After an early morning flight to Amman Thursday morning and an unexpectedly long and tiring combination of buses, cabs, and shuttles, I finally arrived to the small town of Wadi Musa in the Wadi Arabia valley of Jordan. Wadi Musa is a town run pretty much exclusively on tourism to the ancient, but uninhabited by anyone but Bedouins, city of Petra. I was traveling with Alexis, when we found a great deal for a hotel + food + Turkish bath package in Wadi Musa we found the motivation to make it out to Petra during our time in Lebanon and I am so glad we did. The first night we checked in the hotel owner took us on a short tour of Wadi Musa (there isn’t much to see), drove us over to Little Petra, and brought us to the sunset point overlooking the city before returning us to the hotel to an absolutely delicious, traditional Jordanian dinner.
Our hotel room’s view of Wadi Musa.
The entrance to Little Petra.
A Bedouin woman making tea.
The view of Wadi Musa from sunset point.
If I remember right, it says “Welcome to Wadi Musa.”
Right after dinner was the Petra by Night tour, an extra expense that was completely worth it. Our first time entering Petra was epic, after dark, walking through the Siq on a path lit by candlelight until reaching the Treasury, breathtakingly mysterious in its candlelit glory. We walked fast to get ahead of the crowd and were one of the first ones to reach the Treasury and I don’t know how, but one of the ushers chose us to get the best seats in the house. We had to wait on the edges of the normal seating area until the show started, but once it did this guy came and found us, brought us to the back of the area and helped us climb on top of a rock formation where we had the best view of the entire spectacle ahead of us. It wasn’t front row, which is what we were originally aiming for, but it was better the same way that sitting higher up in a movie theater is better than the first row. The show consisted of Bedouin musician playing a traditional rebab and a flute before some storytelling. It was a little on the boring side, I expected more, but the atmosphere of the place was magical. I’m glad we did the tour before actually visiting Petra and seeing it in daylight, it was like a tease that served to build up the anticipation for the full feature.
Petra by night.
The Treasury lit by candlelight.
Great view from our rock.
Group flash lights it up.
The next morning, we woke up stupidly early (6:15am, blergh) to get a yummy, fresh breakfast before making our way down to the entrance of Petra for our first real sight of the place. It was 100% worth it. We spent 7 hours walking around Petra, slowly making our way through the enchanting Siq for our first view of the Treasury in all it’s lit-up glory, climbing around old tombs and rocks, getting lost on mountains, exhausting ourselves, and generally being dumbstruck but how awesome it all is. We climbed hundreds of steps in the hot afternoon sun to see stunning views of the Siq and Treasury from above along with the imposing Monastery and amazing views of Petra and Wadi Arabia, reaching out all the way to Palestine. I’ll let the pictures do the talking:
The Treasury, in all its glory.

■ WRITTEN REQUEST 1 ■
According to the Petra travel account, how many hours did the writer spend walking around Petra on the day of the daylight visit?
■ WRITTEN REQUEST 2 ■
Pick up the Petra travel account after its last line and keep writing it.

[Items from a labeling collection]
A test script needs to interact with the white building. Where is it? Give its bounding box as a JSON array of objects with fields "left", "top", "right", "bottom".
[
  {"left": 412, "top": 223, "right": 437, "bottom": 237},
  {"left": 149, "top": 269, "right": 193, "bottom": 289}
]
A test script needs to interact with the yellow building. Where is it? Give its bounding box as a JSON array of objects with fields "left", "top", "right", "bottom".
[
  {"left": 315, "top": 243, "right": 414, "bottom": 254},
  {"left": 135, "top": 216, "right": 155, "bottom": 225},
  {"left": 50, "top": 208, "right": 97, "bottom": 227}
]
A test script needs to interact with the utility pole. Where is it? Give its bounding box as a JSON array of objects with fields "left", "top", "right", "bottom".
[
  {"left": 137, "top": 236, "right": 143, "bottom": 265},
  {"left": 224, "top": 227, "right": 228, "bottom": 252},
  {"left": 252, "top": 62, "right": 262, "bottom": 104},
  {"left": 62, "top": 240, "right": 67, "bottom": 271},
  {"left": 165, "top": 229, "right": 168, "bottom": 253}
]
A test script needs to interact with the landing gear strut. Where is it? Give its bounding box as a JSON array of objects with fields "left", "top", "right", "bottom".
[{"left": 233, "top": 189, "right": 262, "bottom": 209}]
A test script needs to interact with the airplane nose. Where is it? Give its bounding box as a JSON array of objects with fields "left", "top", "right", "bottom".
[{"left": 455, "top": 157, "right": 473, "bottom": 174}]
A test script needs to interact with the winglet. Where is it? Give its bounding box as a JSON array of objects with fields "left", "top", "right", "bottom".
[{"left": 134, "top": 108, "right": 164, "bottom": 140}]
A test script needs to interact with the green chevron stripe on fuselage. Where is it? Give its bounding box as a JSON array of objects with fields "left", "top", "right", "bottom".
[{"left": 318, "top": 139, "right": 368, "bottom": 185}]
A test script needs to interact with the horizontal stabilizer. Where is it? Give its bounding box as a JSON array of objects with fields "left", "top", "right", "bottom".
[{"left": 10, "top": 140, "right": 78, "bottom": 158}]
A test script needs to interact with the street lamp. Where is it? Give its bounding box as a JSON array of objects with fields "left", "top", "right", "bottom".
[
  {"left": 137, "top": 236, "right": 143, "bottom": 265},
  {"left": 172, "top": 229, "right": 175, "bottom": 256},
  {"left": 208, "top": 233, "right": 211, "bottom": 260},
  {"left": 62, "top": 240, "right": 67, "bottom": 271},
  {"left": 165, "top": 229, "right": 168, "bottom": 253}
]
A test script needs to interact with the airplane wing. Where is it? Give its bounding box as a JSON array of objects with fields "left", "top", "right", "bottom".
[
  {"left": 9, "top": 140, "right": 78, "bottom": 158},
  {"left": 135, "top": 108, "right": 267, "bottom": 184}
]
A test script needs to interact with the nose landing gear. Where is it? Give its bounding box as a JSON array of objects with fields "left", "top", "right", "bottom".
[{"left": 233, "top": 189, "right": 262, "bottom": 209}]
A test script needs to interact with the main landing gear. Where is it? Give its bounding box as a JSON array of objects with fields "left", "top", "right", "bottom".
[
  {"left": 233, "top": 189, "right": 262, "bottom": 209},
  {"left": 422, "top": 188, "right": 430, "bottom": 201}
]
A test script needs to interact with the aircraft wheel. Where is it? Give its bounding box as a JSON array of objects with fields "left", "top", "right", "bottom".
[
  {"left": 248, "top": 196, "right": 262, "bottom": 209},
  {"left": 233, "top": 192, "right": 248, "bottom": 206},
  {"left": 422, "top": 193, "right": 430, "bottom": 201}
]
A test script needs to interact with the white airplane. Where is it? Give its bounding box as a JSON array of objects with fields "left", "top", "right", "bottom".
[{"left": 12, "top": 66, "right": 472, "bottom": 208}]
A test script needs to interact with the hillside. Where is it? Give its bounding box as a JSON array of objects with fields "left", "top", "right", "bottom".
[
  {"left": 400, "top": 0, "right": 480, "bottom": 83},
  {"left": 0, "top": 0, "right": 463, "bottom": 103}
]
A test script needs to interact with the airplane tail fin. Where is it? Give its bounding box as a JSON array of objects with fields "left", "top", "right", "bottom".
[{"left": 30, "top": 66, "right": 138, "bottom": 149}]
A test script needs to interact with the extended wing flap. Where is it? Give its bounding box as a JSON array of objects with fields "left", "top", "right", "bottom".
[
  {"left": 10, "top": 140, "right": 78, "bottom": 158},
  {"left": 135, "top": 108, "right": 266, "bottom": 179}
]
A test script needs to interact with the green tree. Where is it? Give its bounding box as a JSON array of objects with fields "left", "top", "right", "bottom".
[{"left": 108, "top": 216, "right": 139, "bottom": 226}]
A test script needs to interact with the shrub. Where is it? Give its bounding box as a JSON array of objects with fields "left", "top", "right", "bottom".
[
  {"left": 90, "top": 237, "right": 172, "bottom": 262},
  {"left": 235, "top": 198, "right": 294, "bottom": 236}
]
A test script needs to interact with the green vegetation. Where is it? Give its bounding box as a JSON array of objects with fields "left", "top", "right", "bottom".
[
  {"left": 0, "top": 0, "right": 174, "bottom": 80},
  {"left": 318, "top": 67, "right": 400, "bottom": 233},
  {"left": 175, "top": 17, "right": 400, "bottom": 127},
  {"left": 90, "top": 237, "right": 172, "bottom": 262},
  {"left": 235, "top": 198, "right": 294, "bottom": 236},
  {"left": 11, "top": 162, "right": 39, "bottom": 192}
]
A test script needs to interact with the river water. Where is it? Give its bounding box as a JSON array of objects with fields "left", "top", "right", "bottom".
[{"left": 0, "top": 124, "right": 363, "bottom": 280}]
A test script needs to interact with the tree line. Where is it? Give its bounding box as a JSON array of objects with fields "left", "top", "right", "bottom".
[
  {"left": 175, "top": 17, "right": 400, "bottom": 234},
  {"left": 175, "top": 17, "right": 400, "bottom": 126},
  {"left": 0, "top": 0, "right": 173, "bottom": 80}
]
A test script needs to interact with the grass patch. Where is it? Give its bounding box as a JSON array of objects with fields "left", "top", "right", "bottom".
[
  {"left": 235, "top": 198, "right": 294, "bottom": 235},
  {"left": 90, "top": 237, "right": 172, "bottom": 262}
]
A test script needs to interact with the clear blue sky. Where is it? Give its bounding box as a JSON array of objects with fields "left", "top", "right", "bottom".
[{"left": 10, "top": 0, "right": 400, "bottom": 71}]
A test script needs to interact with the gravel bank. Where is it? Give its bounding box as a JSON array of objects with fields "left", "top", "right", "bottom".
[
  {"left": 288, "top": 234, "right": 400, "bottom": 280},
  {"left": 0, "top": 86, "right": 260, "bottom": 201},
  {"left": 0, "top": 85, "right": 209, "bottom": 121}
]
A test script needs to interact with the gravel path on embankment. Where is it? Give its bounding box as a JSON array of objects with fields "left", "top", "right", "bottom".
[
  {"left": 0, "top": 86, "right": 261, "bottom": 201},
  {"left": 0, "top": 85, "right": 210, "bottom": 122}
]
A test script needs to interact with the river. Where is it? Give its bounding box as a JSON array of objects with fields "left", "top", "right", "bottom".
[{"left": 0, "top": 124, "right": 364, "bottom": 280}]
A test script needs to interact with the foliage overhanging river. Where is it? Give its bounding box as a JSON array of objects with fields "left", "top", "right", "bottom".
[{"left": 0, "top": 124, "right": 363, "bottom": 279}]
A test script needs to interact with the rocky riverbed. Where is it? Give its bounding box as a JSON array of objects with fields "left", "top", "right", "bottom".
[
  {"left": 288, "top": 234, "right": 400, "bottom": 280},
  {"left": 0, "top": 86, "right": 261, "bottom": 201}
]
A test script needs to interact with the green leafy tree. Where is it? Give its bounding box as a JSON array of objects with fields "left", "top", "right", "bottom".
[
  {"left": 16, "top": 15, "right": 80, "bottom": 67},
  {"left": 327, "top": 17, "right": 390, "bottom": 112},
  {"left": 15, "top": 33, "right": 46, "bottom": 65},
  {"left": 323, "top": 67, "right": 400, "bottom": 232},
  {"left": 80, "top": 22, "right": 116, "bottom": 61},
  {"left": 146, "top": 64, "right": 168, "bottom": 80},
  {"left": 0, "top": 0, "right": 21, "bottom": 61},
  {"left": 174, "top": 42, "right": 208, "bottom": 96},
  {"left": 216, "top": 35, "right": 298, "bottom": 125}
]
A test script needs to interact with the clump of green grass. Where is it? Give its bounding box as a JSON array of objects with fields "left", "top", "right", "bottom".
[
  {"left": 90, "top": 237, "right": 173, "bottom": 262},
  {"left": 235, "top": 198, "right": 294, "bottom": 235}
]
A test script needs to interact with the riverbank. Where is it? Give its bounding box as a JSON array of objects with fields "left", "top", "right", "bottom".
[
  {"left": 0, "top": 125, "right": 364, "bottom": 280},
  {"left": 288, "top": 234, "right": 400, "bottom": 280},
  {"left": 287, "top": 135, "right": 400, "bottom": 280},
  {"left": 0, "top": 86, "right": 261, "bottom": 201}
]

■ WRITTEN ANSWER 1 ■
7 hours

■ WRITTEN ANSWER 2 ■
This is why its called the Rose-Red City.
Street of Facades.
Needless to say, climbing two mountains and being on my feet the day after I got hit by a car made me a bit more than sore and tired. We were both cranky and tired by the time we reached the entrance and managed to avoid taxis wanting to rip us off by haggling a van ride by a guy from another hostel to drop us off at our hotel. He was so nice he didn’t even let us pay him. I didn’t think I would be able to walk for days at this point. All was not for nothing though! A Turkish bath came included with our hotel so after vegetating in our rooms for half an hour we slowly hobbled our way across the street to the most rejuvenating, perfect thing that could have happened to me at that point. Sitting in a hot steam room and rotating between the hot steam, a hot marble bed, alternating cold rinses, massages and scrubs for the next two hours made me feel like a new person. Seriously, I can’t even imagine what sort of shape I would have been in the next day if it wasn’t for that Turkish bath.
The natural textures and patterns of the stone are stunningly beautiful.
Epic Mountain #1. The climb was tough but this view made it worth it.
I think the most disappointing thing about Petra was the loss of the true Bedouin culture, turning this amazing historical relic of past civilizations into purely a money-making scheme. Every step you take on the main road, you are bombarded by “Bedoiuns” selling donkey/camel/horse rides, for a small fee and tip, of course. Though they won’t tell you about the additional tip until you take advantage of their service. And they will keep asking you over, and over, and over again no matter how many times you say no. The two long climbs to the top of the mountains were the best parts of seeing Petra because of the lack of constant harassment. It finally gave me the chance to stop and marvel at the beauty I was surrounded by and the land I was standing on instead of being bombarded with money-hungry “Bedoiuns.” Stores all around Petra and Wadi Musa were covered with references to Indiana Jones, since one of the movies was partially filmed there.
This mule did not look very happy.
The Colonnaded Street.
Lion Triclinium. On the way up to the Monastery.
Epic Mountain #2. The Monastery. Again, totally worth it.
While finally leaving Petra, we were bombarded with “Bedouins” trying to get us to take a “free” horse ride back, included in the price of the ticket. I already knew the ride wasn’t actually free and a tip would be demanded at the end, so when the same guy kept on trying to get me to take the horse ride despite me saying no every time he asked I finally told him to stop asking me. In return, he screams at me that this was “his business!” and why am I there if I don’t want to feed his business? Hmm, maybe I came for the “rose-red city have as old as time,” the ancient capital of the Nabataeans that controlled commercial trade routes of the area, cut directly and artistically from the stone mountains, an artificial oasis in the desert made from an excellent and advanced water conduit system. Wait that’s stupid, obviously I just traveled to another country to waste all my money pay fake Bedouins to ride their mistreated animals and deal with their sleazy attitudes. My bad.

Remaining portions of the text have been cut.